• _Given instruction_:
Copy out all the records, word for word.

• _Dataset entries_:
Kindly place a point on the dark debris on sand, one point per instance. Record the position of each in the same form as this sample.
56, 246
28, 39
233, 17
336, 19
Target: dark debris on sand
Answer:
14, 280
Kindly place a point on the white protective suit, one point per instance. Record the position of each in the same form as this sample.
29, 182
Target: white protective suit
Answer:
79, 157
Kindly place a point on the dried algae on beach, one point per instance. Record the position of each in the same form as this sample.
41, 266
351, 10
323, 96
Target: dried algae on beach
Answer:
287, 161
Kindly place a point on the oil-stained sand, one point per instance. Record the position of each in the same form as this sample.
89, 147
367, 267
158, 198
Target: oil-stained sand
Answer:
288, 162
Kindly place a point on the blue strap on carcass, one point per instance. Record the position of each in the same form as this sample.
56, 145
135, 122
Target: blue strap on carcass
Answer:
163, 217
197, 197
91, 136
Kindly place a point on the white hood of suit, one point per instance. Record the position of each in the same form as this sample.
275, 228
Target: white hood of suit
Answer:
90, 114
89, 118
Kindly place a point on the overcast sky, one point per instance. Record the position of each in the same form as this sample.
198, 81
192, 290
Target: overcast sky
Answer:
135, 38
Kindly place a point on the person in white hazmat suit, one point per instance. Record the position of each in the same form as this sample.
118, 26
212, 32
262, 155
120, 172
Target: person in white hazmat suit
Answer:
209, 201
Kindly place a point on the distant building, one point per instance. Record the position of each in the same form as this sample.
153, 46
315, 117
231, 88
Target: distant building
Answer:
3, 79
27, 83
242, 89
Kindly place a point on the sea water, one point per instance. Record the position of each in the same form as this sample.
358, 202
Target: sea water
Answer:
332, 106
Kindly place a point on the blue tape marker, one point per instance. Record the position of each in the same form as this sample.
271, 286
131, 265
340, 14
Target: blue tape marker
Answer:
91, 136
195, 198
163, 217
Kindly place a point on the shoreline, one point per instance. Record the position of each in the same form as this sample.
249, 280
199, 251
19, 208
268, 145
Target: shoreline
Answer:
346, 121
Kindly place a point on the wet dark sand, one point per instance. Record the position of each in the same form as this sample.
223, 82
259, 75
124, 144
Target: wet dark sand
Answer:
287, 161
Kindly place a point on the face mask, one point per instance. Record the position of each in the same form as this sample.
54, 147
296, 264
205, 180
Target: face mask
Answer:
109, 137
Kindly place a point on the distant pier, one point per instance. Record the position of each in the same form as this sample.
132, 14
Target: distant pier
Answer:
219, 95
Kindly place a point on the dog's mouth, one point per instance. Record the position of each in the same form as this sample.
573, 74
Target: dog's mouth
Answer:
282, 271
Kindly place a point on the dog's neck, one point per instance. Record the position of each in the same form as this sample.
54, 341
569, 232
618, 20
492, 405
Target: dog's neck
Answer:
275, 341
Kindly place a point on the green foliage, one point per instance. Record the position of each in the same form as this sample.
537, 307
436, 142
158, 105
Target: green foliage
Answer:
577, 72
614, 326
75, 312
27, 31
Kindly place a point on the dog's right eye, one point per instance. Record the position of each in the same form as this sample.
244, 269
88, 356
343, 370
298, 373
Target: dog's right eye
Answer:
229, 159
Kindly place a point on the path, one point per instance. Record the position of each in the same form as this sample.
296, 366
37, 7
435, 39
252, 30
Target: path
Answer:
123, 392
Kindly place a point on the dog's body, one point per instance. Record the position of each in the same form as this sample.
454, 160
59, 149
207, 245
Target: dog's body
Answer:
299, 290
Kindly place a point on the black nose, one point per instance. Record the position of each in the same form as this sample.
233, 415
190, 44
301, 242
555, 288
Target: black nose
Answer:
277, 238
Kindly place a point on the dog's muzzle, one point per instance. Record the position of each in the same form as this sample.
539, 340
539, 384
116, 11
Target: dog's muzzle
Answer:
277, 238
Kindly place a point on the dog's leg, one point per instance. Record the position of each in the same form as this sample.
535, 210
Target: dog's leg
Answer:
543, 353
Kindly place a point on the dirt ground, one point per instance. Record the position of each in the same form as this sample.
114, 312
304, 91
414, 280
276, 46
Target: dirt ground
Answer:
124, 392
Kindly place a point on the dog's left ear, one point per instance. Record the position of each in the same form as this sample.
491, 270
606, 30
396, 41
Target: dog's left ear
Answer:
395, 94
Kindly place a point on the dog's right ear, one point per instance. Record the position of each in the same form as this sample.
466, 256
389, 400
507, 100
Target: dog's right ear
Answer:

• _Task output_:
Kindly place a point on the dark debris on sand, one point per instance. Record the position of each in the same form as this sample.
56, 246
28, 39
233, 17
336, 19
Target: dark debris on sand
Answer:
14, 280
Kindly place a point on the white protective suit, one point per instance. Record the position of each in the same form as this sample.
29, 182
Target: white protective suit
Answer:
79, 157
Kindly place a point on the dried algae on beach, one point per instance. Record the position of each in the same form as this sample.
41, 266
351, 10
323, 96
Target: dried algae on beach
Answer:
287, 161
Kindly place a point on the oil-stained sand, one point per instance. Record the position of each in the same form as this sample.
89, 147
367, 267
158, 198
Target: oil-stained sand
Answer:
288, 162
Kindly place a point on the blue strap on carcass, one point per instance. Record the position of each in the same form as this sample.
56, 145
135, 122
Target: blue strap on carcass
Answer:
163, 217
197, 197
91, 136
Kindly place a point on the white hood of suit, one point per instance. Record the position of each in the same form as this sample.
275, 228
Target: white hood of suit
Answer:
90, 114
89, 118
Kindly place a point on the overcast sky, one point per instance. Record the position of each in the same form as this sample.
198, 81
192, 290
Target: overcast sky
Answer:
135, 38
Kindly place a point on the person in white hazmat suit, one point per instance. Record the position of each in the same form as this sample.
118, 26
212, 32
262, 155
120, 172
Target: person in white hazmat suit
Answer:
209, 201
Kindly place a point on the distant building, one point per instance. Record the position of each in the same form as this sample.
153, 46
315, 117
231, 88
Target: distant building
Answer:
3, 79
27, 83
242, 89
Kindly place a point on the sea water, one point per instance. Record the position of each in the same form as this sample.
358, 202
Target: sea water
Answer:
332, 106
Kindly place a point on the blue tape marker, one point per instance. Record the position of each in the same form as this sample.
271, 286
131, 265
340, 14
Target: blue tape marker
Answer:
91, 136
195, 198
163, 217
Kindly place a point on the shoreline, one point per instance. Record the position of each in the same form as this sample.
249, 280
199, 251
19, 208
268, 145
Target: shoreline
Answer:
346, 121
Kindly place a point on the wet dark sand, one point per instance. Record the position of each in the same form as this sample.
223, 82
259, 75
124, 144
Target: wet dark sand
Answer:
287, 161
Kindly place a point on the face mask, one point per instance. Record the position of each in the same form as this sample.
54, 147
296, 264
205, 180
Target: face mask
Answer:
109, 137
Kindly place a point on the distant pier, one point per instance. Record the position of each in the same form as this sample.
132, 14
Target: distant pier
Answer:
219, 95
Kindly place a point on the dog's mouth, one point per instance. Record the position of each in the same form as this sample.
573, 74
Target: dog's mouth
Answer:
282, 271
Kindly place a point on the dog's neck, one point per instance. Record the position of each in the same form as this sample.
54, 341
569, 232
618, 20
492, 405
Target: dog's neck
Answer:
275, 341
Kindly place a point on the green foliage, one point per instance. Record the position of each in the same form as this sample.
537, 307
436, 142
158, 105
Target: green foliage
Answer:
577, 72
614, 326
75, 312
27, 31
Kindly place a point on the dog's right eye, one point per instance. Record the position of each in the same form as this sample.
244, 269
88, 356
343, 370
298, 373
Target: dog's right eye
Answer:
229, 159
Kindly place a point on the path, one point per instance. Record the position of each in the same form as this sample.
296, 366
37, 7
435, 39
252, 30
Target: path
Answer:
123, 392
Kindly place a point on the dog's body, one point per instance. Record the position of each in the same form as this sample.
454, 160
59, 149
207, 245
Target: dog's body
Answer:
299, 290
Kindly place a point on the black nose, one point per instance. Record the position of each in the same form as this sample.
233, 415
190, 44
301, 242
555, 288
Target: black nose
Answer:
277, 238
Kindly place a point on the dog's muzzle, one point per instance. Record the position of each in the same form as this sample.
539, 340
539, 384
116, 11
Target: dog's muzzle
Answer:
277, 238
Kindly place a point on the dog's leg, one point per instance. Record the position of each in the same form as this sample.
535, 210
Target: dog's leg
Answer:
543, 353
Kindly place a point on the dirt ground, one point per instance. Record the position of each in the same form as this sample.
114, 312
304, 91
414, 280
276, 46
Target: dirt ground
Answer:
124, 392
Kindly place a point on the dog's left ear, one point per instance. Record the position of each in the same form as this sample.
491, 270
606, 30
396, 41
Target: dog's left ear
Answer:
395, 94
Kindly place a point on the dog's right ear, one point per instance. Record the position of each in the same form as this sample.
466, 256
389, 400
507, 100
Target: dog's right ear
Answer:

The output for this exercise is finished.